> Data provided:
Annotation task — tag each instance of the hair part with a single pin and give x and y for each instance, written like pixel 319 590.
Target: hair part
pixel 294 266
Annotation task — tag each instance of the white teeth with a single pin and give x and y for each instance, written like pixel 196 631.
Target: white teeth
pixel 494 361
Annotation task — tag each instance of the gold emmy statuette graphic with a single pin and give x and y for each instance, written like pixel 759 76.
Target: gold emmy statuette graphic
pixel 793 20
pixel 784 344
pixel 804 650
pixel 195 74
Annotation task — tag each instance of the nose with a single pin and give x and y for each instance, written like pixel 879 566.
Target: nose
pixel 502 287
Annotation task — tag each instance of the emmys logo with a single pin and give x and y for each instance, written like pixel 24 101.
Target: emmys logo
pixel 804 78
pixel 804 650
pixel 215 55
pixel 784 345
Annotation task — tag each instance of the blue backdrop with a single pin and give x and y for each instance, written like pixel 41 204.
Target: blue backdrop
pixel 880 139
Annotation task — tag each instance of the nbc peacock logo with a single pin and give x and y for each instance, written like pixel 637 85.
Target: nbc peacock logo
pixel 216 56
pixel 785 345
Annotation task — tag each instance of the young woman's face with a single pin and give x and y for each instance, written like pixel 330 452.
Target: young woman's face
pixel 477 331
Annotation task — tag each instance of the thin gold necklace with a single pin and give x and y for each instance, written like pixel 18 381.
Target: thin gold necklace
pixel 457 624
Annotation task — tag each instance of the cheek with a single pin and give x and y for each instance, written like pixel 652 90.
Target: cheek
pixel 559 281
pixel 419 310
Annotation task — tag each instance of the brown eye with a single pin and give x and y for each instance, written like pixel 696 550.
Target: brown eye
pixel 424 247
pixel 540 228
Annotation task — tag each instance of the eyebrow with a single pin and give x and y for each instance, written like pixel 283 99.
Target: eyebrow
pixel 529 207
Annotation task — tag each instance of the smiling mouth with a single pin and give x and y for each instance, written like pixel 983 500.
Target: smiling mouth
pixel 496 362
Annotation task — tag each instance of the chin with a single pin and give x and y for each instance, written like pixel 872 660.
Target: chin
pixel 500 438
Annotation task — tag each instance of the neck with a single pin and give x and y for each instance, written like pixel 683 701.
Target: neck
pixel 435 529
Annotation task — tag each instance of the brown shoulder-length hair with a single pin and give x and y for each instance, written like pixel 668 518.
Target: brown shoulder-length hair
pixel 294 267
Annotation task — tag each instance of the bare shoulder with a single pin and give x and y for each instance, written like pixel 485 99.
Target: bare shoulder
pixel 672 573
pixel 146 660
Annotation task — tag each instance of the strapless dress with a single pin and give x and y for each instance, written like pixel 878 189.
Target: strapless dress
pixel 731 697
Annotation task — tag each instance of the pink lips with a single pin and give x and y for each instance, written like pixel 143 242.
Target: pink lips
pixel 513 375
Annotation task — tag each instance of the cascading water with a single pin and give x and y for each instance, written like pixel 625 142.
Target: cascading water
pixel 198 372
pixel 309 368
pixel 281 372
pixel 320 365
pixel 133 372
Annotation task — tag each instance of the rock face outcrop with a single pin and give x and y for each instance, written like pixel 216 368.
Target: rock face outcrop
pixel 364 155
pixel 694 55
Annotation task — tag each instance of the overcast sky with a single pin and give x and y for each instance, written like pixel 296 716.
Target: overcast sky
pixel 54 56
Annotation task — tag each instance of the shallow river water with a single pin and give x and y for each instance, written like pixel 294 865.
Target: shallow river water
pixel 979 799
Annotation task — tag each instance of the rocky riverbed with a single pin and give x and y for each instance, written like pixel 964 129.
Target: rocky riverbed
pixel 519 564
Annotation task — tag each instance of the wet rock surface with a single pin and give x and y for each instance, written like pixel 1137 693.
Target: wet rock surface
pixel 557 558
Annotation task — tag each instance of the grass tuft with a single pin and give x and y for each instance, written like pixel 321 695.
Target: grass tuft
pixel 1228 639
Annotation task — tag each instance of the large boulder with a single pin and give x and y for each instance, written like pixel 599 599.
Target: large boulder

> Your instructions: Output the entries above exactly, please, with nothing dropped.

> Output:
Annotation task — tag each instance of the hair part with a single pin and give x and y for each instance, written like pixel 319 590.
Target: hair part
pixel 294 266
Annotation task — tag each instance of the white teeth with a single pin and give x and y for each instance, written like pixel 196 631.
Target: white teeth
pixel 494 361
Annotation task — tag each instance of the gold emmy statuette graphic with a single pin and give x and y for each instance, written like pixel 759 76.
Target: gold emmy statuette graphic
pixel 793 20
pixel 784 344
pixel 804 650
pixel 195 74
Annotation task — tag each instance of the nose with a single pin and give x and y for each instance, written like pixel 879 566.
Target: nose
pixel 502 287
Annotation task — tag each instance of the emmys logo with a single pin and give x and y for each instance, written like pixel 24 101.
Target: emmys logo
pixel 804 78
pixel 804 650
pixel 215 55
pixel 784 345
Annotation task — tag each instance of the blue backdrop with a single pin and give x and y for each instance, written like pixel 41 204.
Target: blue backdrop
pixel 880 139
Annotation task — tag each instance of the nbc peacock logo with a single pin and give x and y for each instance, written like pixel 637 85.
Target: nbc peacock logo
pixel 216 56
pixel 785 345
Annotation task — tag each instance of the young woman's face with a single pin and give x and y for each instance, written like pixel 330 452.
Target: young woman's face
pixel 477 331
Annotation task — tag each instance of the thin gold necklace with a single pin and give x and y for each instance, written like pixel 18 381.
Target: thin gold necklace
pixel 457 624
Annotation task — tag each instance of the cheek with a single pin and give x and y for each instance, written like pixel 652 90.
Target: cheek
pixel 559 281
pixel 419 310
Annotation task — tag each instance of the brown eye with a single pin and give x and y for each instance, written like pixel 696 550.
Target: brown eye
pixel 424 247
pixel 540 228
Annotation task — tag each instance of the eyebrow with a single pin and give x and y for each instance, written like pixel 283 99.
Target: eyebrow
pixel 529 207
Annotation task — tag each instance of the smiling mouth with a single pin and give x and y for each instance, written like pixel 983 500.
Target: smiling mouth
pixel 496 362
Annotation task — tag each instance of the chin with a single pin and give x and y for each instance, written like pixel 872 660.
Target: chin
pixel 500 438
Annotation task — tag each instance of the neck with a single pin and give x and y for each instance, written like pixel 683 701.
Target: neck
pixel 435 529
Annotation task — tag each instance of the brown shoulder-length hair with a single pin and give x and y for each instance, written like pixel 668 518.
Target: brown shoulder-length hair
pixel 294 267
Annotation task — tag each instance of the bare shoulder with a single pin and give x and y for each instance, written like pixel 485 99.
Target: bare shoulder
pixel 672 573
pixel 146 660
Annotation task — tag each instance of the strapless dress with a single pin and give x and y for each instance, written like pixel 878 189.
Target: strapless dress
pixel 731 697
Annotation task — tag each instance of the pink lips with a single pin and give x and y for each instance, written like pixel 143 242.
Target: pink lips
pixel 513 375
Annotation task — tag each instance of the cascading water with a single pin and give x and y for each instance, written like pixel 625 142.
Target: cascading water
pixel 198 372
pixel 309 368
pixel 281 372
pixel 320 365
pixel 133 372
Annotation task — tag each instance of the rock face outcrop with a single pin and give x and y for each instance, written like pixel 216 368.
Target: rock face outcrop
pixel 364 155
pixel 694 55
Annotation task — tag each instance of the overcast sky with a single pin and give x and y for each instance, written like pixel 296 716.
Target: overcast sky
pixel 54 56
Annotation task — tag each instance of the shallow river water with a single pin and give x and y for each instance, written like pixel 294 865.
Target: shallow river water
pixel 979 799
Annotation task — tag each instance of the rocky riverbed with a single pin and give x and y for each instance, written like pixel 964 129.
Target: rocky riverbed
pixel 519 564
Annotation task — tag each instance of the wet rock surface with a single pin and give x and y for each instance, written like pixel 1137 693.
Target: wet rock surface
pixel 557 558
Annotation task — tag each instance of the grass tuft with a single pin and give x and y for each instance, written like pixel 321 695.
Target: grass tuft
pixel 1228 639
Annotation task — tag each instance of the large boulder with a single pin and give x and y for each instance, written like pixel 599 599.
Target: large boulder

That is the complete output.